- **WHAT YOU NEED TO DO**
Your job is to set down the listing again exactly as it stands.

START INPUT RECORDS

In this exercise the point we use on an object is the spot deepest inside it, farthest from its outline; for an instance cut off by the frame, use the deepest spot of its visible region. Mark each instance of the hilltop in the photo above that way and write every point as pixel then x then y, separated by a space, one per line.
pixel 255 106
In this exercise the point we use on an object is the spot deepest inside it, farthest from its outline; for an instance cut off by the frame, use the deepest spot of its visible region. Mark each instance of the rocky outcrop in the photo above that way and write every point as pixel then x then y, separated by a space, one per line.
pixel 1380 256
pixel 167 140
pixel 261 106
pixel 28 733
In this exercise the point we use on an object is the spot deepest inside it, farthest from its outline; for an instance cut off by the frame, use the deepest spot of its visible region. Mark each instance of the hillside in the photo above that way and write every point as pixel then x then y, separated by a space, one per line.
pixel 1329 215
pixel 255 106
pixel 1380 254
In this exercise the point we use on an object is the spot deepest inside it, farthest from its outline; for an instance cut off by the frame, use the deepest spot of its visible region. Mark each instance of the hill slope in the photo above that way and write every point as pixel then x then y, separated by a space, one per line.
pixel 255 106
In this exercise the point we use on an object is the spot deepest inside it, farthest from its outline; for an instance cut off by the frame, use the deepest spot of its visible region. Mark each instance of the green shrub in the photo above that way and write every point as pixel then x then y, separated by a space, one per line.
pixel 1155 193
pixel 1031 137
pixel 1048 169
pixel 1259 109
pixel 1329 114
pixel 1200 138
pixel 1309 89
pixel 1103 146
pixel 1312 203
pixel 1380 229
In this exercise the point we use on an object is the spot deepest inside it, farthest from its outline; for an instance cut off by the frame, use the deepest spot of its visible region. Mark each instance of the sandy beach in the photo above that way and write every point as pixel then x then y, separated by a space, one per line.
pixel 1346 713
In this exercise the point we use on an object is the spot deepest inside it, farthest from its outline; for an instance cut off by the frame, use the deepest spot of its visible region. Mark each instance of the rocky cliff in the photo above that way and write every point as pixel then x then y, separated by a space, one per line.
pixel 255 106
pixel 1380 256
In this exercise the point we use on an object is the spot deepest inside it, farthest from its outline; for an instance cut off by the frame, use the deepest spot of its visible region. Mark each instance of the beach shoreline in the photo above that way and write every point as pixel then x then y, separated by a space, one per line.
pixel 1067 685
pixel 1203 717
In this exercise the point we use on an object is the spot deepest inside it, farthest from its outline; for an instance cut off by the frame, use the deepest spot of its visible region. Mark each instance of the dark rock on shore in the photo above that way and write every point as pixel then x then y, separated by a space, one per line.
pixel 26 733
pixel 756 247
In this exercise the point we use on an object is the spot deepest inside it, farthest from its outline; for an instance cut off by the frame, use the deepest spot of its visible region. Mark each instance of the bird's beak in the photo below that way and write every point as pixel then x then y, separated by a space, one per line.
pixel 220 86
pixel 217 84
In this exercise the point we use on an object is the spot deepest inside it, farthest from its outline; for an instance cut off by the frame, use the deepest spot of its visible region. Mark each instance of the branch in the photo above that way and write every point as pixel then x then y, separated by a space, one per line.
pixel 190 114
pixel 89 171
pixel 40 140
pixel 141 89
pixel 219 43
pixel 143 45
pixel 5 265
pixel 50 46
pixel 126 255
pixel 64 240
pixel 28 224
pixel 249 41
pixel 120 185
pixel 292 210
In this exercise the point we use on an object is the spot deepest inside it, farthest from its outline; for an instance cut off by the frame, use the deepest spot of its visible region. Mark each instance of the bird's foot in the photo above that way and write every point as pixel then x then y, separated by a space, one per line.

END INPUT RECORDS

- **OUTPUT**
In this exercise the point we use on an object is the spot deepest inside it, farthest from its outline; for an instance cut off by the frame, use the deepest spot of its visible region. Mark each instance of the hilltop in the photo above that way and write every point as pixel then x then y, separated by a space, one per line.
pixel 255 106
In this exercise the point we use on an object is the spot deepest inside it, farthest from its outline; for an instance cut off by the frame, use the deepest spot of its visible region. Mark each instance of the rocky outcrop in the photo above that way and write every point as pixel then x then y, separated by a space, one per line.
pixel 1380 256
pixel 167 140
pixel 261 106
pixel 28 733
In this exercise the point we use on an object is the spot deepest inside it, farthest from its outline; for an instance cut off by the frame, use the deepest spot of its visible region. Mark each instance of the hillside in the photo above that way and write every point as pixel then x then y, separated by a space, one per line.
pixel 1329 215
pixel 255 106
pixel 1380 254
In this exercise the point we use on an object is the spot deepest inside it, farthest from its outline; for an instance cut off by the frame, use the deepest spot of its visible region. Mark each instance of the hill slope in the photo above that way and write every point as pixel then x then y, separated by a space, one per line.
pixel 255 106
In this exercise the point we use on an object is the spot deepest inside it, farthest from its outline; for an instance cut off by the frame, use the deepest spot of its visible region. Mark each instance of the green shrub in the photo above that way and write every point as pixel then x then y, separated by a space, one per line.
pixel 1155 193
pixel 1031 137
pixel 1048 169
pixel 1259 109
pixel 1329 114
pixel 1200 138
pixel 1309 89
pixel 1103 146
pixel 1312 203
pixel 1380 229
In this exercise the point we use on an object is the spot deepest inside it, farthest from its outline; for an instance cut off by the frame, use the deepest spot of its visible region. Mark each instance of the sandy beach in the photo above that way and write every point as pixel then x then y, separated by a space, one per line.
pixel 1346 713
In this exercise the point we use on an object is the spot deepest inside it, farthest from its outline; for an instance cut off by the frame, use the deepest spot of its visible region. Mark each instance of the rocky cliff in the photo above that way and write every point as pixel then x then y, separated by a space, one per line.
pixel 255 106
pixel 1380 256
In this exercise the point we use on an object is the spot deepest inside it, farthest from its outline; for an instance cut off by the frame, use the deepest spot of its visible region. Mark each instance of the beach shoreline in the photo above that way and write every point as pixel then x then y, separated by a space, one per line.
pixel 1067 685
pixel 1203 717
In this exercise the point we use on an object is the spot deepest inside it, farthest from its outline; for an instance cut off by the frame, use the deepest spot of its visible region. Mark each instance of the dark rock on shore in the photo above that way and write every point as pixel then x then y, separated by a space, one per line.
pixel 26 733
pixel 756 247
In this exercise the point we use on an object is the spot deepest inside it, farthest from its outline; for an instance cut off by the frame, use the deepest spot of its visible region. Mark each instance of the bird's beak in the photo below that way and write every point as pixel then x then y, separated by a space, one per line.
pixel 220 86
pixel 217 84
In this exercise the point we use on an object is the spot deepest inside it, farthest from its outline; for an instance cut off by the frame, use the deepest spot of its visible region. Mark each instance of the branch in the photo above that way and write every point as pixel then x then y, separated by a space, one per line.
pixel 190 114
pixel 89 171
pixel 40 140
pixel 141 89
pixel 219 43
pixel 143 45
pixel 5 265
pixel 50 46
pixel 126 255
pixel 64 240
pixel 28 224
pixel 249 41
pixel 120 185
pixel 292 210
In this exercise the point we use on an object is the spot deepest inside it, farthest from its outline; for an instance cut off by the frame, use the deepest spot of its visible region. Mark each instance of the bird's foot in the photo above that way and write every point as pixel then x then y, separated by a space, one per line.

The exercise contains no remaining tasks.